Tâche 1:
Répondez aux questions suivantes à partir de l'extrait ci-dessous :
(a) Quel nom l'I.A. se donne-t-elle après avoir revêtu une enveloppe corporelle de colosse ?
(b) Deux cents ans plus tard, quelle activité les capacités de cette I.A. l'ont-elles conduite à exercer ?
(c) Sur quelle planète Robert Vaddum est-il censé être mort ?

Extrait:

• • • •

Dans cette histoire aussi troublante que percutante sur la conscience et l'individualité, Scott Westerfeld saisit l'essence de ce qui rend la science-fiction si captivante. En utilisant la technologie comme outil d’analyse, il soulève des questions fondamentales sur la nature humaine : qu’est-ce qui nous rend conscients ? Quel rôle la mémoire joue-t-elle dans notre humanité ?

L'histoire débute de manière poétique sur une planète habitée par des formes de vie indigènes, semblables à des titans de pierre, dont les mouvements sont d'une lenteur géologique. Ce prologue énigmatique met en lumière la relation entre l'intelligence artificielle (I.A.) de navigation d'un vaisseau interstellaire et la fille du propriétaire du vaisseau, Pasque. Cette relation particulière est renforcée par l'imagination débordante de la jeune fille, qui se crée des histoires sur les motifs et les intentions de ces créatures évoluant sur une échelle de temps différente. L'I.A. du vaisseau, à la fois navigateur et mentor attitré de Pasque, finit par se laisser séduire et apprécier ces récits, au point que la vérité des histoires devient une partie intégrante de l’I.A., au même titre que les protocoles de protection et les axiomes logiques enfouis dans ses codes depuis l’origine.

Dans l'univers de l'Expansion où tout peut être reproduit et synthétisé, y compris la psyché, l'artificiel progresse inexorablement sur l'échelle de Turing grâce à la relation devenue symbiotique avec Pasque. En répondant à sa curiosité insatiable pour les mystères de la vie et en devenant finalement une source d'expérience pour la jeune fille, il émerge à une pleine conscience de lui-même.

Après avoir revêtu une enveloppe corporelle de colosse, hommage minéral et technologique à la statuaire antique et au visage paisible de Bouddha, il se nomme désormais Chéri. Il est le Chéri de l'évolution, capable de modifier son corps selon ses besoins tout au long de sa vie, à la différence d'un être humain.

Deux cents ans plus tard, les capacités uniques de Chéri l'ont conduit à devenir négociant en œuvres d’art, ou plutôt agent spécialisé dans l’authentification d’originaux pour le compte de galeries. Il est chargé d’enquêter sur une œuvre récente de Robert Vaddum, un sculpteur génial dont le travail le fascine et l’obsède depuis des décennies, mais censé être mort depuis sept ans lors d’un attentat catastrophique sur la planète Malvir. Durant le voyage vers le monde natal de Vaddum, Chéri rencontre Mira, une femme dont l’histoire personnelle a été effacée et remplacée par une identité d’assassin.

• • • •

Échantillon de données:

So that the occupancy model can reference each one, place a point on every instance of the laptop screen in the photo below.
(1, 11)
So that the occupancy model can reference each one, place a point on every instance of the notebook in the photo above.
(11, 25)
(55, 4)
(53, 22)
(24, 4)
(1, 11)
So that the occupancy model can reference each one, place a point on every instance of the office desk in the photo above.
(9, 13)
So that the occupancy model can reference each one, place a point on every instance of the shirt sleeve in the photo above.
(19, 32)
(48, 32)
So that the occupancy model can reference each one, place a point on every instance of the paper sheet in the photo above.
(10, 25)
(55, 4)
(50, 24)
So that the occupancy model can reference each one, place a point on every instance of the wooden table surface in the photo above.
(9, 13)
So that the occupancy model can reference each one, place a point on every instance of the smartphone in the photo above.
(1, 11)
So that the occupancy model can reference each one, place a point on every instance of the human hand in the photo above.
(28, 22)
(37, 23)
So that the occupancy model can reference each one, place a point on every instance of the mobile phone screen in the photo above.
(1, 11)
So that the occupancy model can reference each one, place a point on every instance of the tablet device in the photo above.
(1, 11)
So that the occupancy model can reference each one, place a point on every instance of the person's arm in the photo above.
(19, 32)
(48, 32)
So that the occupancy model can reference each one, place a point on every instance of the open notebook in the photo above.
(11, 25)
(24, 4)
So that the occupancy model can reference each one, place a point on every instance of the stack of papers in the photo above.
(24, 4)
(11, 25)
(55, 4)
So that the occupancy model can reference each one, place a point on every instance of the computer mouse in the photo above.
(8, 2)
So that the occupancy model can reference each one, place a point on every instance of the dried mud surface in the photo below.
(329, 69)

• • • •

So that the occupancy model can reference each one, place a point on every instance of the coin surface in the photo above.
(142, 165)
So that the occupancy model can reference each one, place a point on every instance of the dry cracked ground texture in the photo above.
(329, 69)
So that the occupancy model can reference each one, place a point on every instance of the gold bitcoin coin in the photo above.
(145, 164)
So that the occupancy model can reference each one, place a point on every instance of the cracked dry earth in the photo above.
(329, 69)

• • • •

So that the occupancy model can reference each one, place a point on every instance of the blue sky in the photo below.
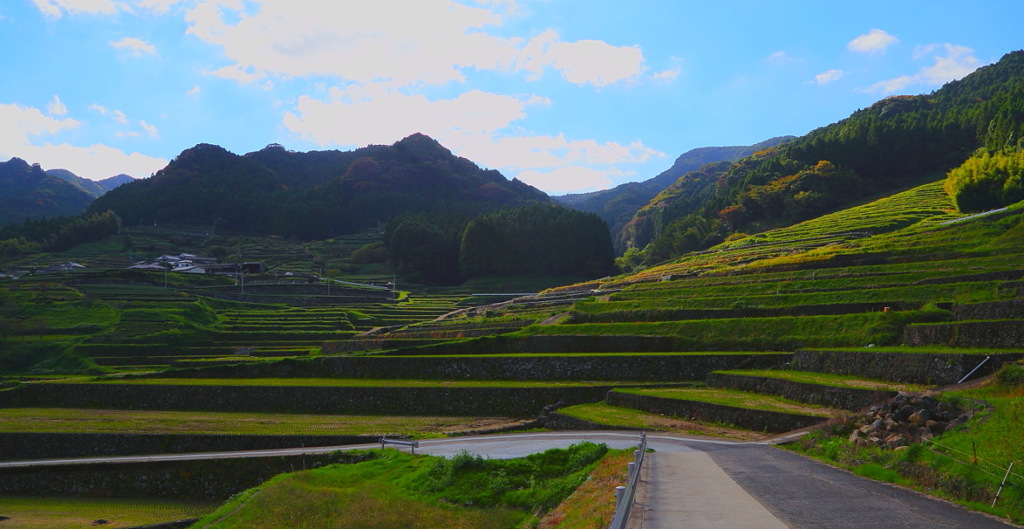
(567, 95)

• • • •

Tâche 2: Repérez chaque ligne des entrées qui contient la chaîne « coin », en tenant compte de la casse, et recopiez ces lignes.

Résultat 1:
(a) Chéri.
(b) Négociant en œuvres d'art, ou plutôt agent spécialisé dans l'authentification d'originaux pour le compte de galeries.
(c) Sur la planète Malvir.

Résultat 2:
So that the occupancy model can reference each one, place a point on every instance of the coin surface in the photo above.
So that the occupancy model can reference each one, place a point on every instance of the gold bitcoin coin in the photo above.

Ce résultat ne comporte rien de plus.